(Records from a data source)
╭──
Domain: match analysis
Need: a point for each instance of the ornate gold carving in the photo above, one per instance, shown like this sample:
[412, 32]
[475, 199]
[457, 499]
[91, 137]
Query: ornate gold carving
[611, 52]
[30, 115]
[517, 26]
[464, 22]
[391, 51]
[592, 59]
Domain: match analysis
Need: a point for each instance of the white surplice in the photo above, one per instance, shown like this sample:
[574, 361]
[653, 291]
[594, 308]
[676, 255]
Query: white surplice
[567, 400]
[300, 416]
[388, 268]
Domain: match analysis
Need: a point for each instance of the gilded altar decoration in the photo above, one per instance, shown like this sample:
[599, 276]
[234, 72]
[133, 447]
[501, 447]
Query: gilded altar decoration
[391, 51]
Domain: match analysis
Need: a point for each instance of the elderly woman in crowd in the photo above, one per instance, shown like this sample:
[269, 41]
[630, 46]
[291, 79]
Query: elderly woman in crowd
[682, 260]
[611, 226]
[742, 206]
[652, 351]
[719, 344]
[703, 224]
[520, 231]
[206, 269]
╰──
THE TASK — Reproduce the listing above in full, substituting "scene analysis" for every occurrence of "match analysis" and leaving all else unchanged.

RESULT —
Domain: scene analysis
Need: a point for each instance of the ornate gold carving in the photo above, one per instance, shown like this sample:
[412, 32]
[475, 199]
[457, 499]
[91, 137]
Query: ornate gold carving
[611, 52]
[30, 115]
[517, 26]
[464, 22]
[391, 51]
[592, 59]
Domain: scene analysis
Need: a point for each instance of the white surplice in the photo above, one per instance, shown like this sample:
[574, 361]
[653, 291]
[594, 308]
[676, 255]
Query: white surplice
[567, 400]
[300, 416]
[388, 268]
Domain: scene analysis
Need: a point for each instance of the gilded altar decoration in the photo above, one per instance, shown like this sample:
[599, 276]
[234, 72]
[133, 447]
[501, 447]
Query: gilded altar decoration
[391, 51]
Domain: scene analysis
Need: a point for each instance of the elderly woman in crowd in the photo above, one per instance, shown like this sample:
[269, 41]
[630, 46]
[291, 79]
Query: elderly woman in crowd
[682, 260]
[611, 226]
[742, 206]
[652, 351]
[719, 344]
[703, 224]
[520, 231]
[206, 269]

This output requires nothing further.